What is being asked —
Which lines of the entries below contain the string "painted"? Copy each one.

Record set —
###

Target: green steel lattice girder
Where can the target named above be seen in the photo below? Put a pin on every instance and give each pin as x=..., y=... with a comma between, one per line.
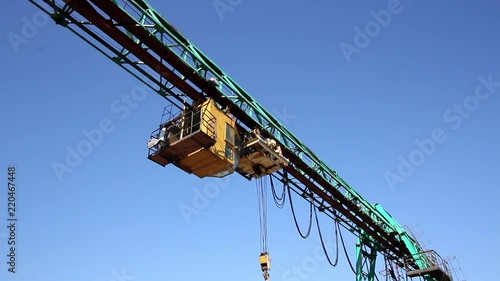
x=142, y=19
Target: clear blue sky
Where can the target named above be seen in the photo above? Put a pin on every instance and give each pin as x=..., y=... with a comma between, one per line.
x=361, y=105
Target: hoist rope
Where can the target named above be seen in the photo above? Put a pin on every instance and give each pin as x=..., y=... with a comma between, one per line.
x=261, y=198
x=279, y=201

###

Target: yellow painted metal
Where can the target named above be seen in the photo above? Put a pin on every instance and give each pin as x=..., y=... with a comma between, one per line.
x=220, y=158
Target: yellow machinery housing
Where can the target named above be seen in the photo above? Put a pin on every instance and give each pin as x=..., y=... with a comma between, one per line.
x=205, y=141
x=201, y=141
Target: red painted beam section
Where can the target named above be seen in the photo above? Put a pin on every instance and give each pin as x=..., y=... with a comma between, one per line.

###

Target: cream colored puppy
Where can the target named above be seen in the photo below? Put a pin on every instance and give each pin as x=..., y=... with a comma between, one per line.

###

Answer below —
Target: yellow painted metal
Target: red painted beam section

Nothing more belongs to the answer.